**What is needed:**
Return exactly the line that contains "[tag] blue helmet: a pin per instance" and all lines beneath it in the entries, through the very last one.

[Material for this exercise — start]

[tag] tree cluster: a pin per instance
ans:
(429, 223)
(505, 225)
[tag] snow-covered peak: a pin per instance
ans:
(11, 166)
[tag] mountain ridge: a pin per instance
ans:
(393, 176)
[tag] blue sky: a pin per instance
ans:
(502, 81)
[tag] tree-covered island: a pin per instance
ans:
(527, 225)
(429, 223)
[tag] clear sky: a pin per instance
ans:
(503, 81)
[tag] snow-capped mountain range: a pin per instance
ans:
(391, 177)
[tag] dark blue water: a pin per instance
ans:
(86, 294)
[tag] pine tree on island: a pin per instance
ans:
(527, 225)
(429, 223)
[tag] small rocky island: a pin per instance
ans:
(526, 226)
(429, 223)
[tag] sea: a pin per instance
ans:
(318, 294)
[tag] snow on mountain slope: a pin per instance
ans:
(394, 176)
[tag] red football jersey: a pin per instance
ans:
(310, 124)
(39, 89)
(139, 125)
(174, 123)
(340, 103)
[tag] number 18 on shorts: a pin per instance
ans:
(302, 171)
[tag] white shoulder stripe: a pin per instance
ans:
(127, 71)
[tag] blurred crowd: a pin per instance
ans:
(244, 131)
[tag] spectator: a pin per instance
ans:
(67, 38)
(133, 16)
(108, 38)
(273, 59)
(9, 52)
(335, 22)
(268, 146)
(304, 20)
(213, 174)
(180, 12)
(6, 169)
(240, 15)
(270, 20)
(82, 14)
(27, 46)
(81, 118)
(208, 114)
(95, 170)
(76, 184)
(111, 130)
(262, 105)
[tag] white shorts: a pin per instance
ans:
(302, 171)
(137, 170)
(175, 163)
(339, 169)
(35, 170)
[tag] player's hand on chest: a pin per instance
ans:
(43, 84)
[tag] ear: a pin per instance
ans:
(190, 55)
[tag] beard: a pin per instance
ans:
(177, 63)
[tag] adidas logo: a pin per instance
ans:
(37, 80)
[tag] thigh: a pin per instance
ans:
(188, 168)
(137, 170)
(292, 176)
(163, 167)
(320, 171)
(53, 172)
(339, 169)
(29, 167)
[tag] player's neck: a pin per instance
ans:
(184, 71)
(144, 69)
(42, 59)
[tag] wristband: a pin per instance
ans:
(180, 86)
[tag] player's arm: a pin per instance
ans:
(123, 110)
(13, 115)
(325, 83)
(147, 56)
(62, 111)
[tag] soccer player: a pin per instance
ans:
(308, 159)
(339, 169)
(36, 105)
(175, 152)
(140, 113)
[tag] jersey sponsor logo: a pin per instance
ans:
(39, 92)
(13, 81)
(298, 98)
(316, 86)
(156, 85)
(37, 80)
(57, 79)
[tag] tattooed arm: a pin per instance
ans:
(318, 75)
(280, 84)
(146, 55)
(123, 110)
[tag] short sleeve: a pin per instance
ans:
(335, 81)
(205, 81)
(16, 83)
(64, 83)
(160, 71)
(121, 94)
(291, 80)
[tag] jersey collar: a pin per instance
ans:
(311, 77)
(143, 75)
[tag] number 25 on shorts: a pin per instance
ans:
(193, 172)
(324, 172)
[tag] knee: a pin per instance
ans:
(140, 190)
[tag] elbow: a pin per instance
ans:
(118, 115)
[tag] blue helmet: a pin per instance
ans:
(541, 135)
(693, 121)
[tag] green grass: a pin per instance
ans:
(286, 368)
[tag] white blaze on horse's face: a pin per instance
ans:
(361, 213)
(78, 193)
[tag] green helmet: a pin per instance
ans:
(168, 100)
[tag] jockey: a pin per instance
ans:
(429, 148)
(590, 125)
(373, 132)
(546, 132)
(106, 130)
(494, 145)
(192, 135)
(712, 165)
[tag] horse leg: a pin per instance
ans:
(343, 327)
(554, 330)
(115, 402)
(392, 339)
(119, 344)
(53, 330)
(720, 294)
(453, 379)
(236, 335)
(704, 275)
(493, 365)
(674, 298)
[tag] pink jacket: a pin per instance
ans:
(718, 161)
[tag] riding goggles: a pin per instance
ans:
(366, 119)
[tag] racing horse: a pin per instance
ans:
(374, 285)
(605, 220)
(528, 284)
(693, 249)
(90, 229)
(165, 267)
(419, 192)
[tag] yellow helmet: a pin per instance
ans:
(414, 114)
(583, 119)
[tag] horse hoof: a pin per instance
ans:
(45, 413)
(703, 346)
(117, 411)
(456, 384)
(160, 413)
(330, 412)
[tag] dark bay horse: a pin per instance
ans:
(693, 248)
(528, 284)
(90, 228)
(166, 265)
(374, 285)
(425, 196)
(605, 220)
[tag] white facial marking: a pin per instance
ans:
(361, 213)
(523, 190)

[Material for this exercise — finish]

**Task result:**
[tag] blue helmet: a pin per instance
ans:
(541, 135)
(693, 121)
[tag] green grass: a pin per instance
ans:
(286, 368)
[tag] white blaze on horse's face: a pin per instance
ans:
(361, 213)
(78, 193)
[tag] green helmet: a pin per instance
ans:
(168, 100)
[tag] jockey: a pin per instance
ans:
(429, 148)
(590, 125)
(373, 132)
(546, 132)
(106, 130)
(494, 145)
(192, 135)
(712, 165)
[tag] horse leg: a pin per instance
ans:
(343, 327)
(554, 330)
(115, 402)
(392, 339)
(119, 344)
(53, 330)
(720, 294)
(453, 379)
(236, 335)
(704, 275)
(493, 365)
(674, 298)
[tag] pink jacket: a pin per instance
ans:
(718, 161)
[tag] riding goggles: a pin per instance
ans:
(366, 119)
[tag] racing horse: a pin per instance
ans:
(374, 285)
(605, 220)
(528, 284)
(693, 249)
(90, 229)
(165, 267)
(419, 192)
[tag] yellow helmet: a pin per instance
ans:
(414, 114)
(583, 119)
[tag] horse hoof: a pin per instance
ans:
(45, 413)
(703, 346)
(117, 411)
(456, 384)
(160, 413)
(330, 412)
[tag] dark bay horse: a pin per instance
ans:
(693, 248)
(528, 284)
(90, 228)
(166, 265)
(374, 285)
(425, 196)
(605, 220)
[tag] white facial marking: a pin per instance
ans:
(361, 213)
(523, 190)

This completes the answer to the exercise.